WORK INSTRUCTIONS - How many lines of the data below contain the word "tree"? Reply with the number alone.

Position annotation data -
========
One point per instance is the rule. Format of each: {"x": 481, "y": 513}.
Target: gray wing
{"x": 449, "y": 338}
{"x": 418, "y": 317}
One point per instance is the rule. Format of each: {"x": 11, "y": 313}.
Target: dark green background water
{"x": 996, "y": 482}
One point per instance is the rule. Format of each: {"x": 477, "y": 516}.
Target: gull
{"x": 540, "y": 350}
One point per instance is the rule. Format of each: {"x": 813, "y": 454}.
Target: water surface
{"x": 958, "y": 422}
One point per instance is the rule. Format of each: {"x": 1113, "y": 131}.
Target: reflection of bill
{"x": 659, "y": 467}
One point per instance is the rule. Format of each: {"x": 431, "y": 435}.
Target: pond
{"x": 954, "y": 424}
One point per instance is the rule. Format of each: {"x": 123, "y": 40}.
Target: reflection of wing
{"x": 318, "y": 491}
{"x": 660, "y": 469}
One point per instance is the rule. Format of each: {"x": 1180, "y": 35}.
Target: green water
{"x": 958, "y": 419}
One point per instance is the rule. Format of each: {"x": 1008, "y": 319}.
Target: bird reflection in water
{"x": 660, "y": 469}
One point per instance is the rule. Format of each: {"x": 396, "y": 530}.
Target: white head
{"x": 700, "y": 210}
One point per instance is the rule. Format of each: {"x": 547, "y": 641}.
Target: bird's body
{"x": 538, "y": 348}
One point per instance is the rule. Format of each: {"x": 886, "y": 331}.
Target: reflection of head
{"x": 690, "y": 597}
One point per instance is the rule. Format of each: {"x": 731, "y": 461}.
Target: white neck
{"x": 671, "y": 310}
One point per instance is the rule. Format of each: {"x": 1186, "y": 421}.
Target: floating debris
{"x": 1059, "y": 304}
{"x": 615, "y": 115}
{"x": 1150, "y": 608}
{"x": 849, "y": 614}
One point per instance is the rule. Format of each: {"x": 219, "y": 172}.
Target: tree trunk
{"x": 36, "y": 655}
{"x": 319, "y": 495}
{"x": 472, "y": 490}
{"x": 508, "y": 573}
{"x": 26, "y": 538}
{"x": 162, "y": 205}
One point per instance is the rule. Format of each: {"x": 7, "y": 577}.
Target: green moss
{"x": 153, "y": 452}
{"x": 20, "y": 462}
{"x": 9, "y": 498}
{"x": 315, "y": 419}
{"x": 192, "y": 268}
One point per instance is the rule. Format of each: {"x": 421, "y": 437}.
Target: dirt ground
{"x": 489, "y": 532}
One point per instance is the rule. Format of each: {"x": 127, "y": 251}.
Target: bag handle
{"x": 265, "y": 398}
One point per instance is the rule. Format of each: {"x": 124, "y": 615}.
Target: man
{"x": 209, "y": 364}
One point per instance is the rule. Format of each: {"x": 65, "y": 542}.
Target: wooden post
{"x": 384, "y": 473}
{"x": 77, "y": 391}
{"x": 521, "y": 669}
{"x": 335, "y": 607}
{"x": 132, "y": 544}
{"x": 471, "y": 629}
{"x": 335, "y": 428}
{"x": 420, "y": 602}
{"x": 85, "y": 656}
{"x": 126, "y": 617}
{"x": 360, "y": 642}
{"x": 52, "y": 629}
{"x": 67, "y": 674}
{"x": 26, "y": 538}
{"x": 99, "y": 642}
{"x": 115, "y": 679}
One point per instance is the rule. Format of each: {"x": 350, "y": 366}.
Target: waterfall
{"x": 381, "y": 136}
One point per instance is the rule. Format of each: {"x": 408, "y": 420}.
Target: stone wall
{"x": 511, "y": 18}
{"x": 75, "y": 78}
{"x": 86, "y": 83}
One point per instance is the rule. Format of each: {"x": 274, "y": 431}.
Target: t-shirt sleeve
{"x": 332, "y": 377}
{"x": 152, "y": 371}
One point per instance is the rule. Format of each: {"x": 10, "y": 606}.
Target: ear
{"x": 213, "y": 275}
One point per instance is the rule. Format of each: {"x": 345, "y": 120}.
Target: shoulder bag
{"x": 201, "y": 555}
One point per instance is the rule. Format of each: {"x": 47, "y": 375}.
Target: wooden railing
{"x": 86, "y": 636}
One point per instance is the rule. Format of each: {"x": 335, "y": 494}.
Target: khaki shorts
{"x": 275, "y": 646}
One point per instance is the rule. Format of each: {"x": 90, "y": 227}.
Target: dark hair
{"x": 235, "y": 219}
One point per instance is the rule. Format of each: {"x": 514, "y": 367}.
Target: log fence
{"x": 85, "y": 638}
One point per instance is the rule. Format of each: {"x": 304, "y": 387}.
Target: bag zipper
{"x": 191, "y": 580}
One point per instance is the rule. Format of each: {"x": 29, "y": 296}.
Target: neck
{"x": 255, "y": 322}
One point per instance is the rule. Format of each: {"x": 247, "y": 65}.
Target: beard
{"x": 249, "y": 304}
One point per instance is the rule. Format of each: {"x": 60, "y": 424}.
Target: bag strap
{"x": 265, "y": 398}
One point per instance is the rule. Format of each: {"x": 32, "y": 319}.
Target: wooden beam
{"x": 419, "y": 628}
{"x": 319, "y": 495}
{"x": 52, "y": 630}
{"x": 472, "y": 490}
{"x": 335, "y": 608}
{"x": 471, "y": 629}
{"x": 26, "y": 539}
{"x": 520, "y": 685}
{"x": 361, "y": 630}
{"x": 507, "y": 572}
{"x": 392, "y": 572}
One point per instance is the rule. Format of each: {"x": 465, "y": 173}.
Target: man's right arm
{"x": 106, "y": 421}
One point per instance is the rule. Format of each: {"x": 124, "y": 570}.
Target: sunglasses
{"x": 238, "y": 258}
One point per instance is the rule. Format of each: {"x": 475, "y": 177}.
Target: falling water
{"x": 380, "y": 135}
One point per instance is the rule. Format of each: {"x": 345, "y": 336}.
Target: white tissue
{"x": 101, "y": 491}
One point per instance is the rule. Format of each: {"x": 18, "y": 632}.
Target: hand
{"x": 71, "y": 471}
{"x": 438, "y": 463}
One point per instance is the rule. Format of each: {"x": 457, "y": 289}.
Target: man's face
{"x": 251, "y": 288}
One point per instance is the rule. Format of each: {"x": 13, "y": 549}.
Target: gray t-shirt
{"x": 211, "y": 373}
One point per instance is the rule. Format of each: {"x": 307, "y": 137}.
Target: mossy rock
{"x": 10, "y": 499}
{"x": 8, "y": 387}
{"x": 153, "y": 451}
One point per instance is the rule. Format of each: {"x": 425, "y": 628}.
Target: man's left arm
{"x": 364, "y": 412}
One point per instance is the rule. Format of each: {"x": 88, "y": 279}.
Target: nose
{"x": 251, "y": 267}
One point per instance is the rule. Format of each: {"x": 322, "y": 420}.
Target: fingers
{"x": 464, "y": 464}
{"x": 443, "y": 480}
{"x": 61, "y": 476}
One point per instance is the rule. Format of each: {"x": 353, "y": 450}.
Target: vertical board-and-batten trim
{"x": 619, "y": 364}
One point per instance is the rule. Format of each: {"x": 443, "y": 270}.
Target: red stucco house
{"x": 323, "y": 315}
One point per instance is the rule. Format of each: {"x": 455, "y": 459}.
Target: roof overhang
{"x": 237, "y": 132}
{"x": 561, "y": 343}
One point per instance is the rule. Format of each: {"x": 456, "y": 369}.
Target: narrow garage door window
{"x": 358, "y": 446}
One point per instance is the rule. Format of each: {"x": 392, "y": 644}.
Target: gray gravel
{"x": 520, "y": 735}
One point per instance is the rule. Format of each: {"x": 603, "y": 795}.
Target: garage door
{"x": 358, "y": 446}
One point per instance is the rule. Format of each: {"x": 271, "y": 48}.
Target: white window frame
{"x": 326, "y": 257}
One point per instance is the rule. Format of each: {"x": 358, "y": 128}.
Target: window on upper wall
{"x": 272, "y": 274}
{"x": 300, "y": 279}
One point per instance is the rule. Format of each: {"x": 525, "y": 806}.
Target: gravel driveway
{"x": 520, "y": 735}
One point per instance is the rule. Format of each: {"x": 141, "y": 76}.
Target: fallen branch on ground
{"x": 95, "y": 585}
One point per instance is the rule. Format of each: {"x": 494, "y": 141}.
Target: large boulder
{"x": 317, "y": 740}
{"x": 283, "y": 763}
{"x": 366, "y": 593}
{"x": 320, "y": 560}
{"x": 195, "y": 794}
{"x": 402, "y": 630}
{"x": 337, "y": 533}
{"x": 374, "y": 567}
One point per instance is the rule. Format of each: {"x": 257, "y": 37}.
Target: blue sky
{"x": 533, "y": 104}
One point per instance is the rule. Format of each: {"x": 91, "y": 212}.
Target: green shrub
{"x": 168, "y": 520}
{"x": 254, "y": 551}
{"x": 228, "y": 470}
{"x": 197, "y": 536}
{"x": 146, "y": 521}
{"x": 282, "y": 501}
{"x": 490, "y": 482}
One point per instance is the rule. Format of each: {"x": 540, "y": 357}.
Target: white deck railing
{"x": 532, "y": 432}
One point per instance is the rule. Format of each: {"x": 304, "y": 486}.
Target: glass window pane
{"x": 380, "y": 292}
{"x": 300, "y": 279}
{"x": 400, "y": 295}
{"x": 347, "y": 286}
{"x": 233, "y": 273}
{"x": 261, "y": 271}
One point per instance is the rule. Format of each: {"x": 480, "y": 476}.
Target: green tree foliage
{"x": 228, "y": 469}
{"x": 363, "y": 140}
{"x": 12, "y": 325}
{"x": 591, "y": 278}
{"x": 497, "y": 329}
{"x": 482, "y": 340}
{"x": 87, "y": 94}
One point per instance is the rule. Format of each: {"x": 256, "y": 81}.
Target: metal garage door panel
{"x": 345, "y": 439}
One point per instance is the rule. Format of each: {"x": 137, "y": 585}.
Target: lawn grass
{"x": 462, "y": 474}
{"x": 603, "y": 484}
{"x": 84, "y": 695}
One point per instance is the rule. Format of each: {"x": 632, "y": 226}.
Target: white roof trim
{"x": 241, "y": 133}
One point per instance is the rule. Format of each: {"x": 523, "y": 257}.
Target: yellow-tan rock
========
OUTPUT BELOW - 2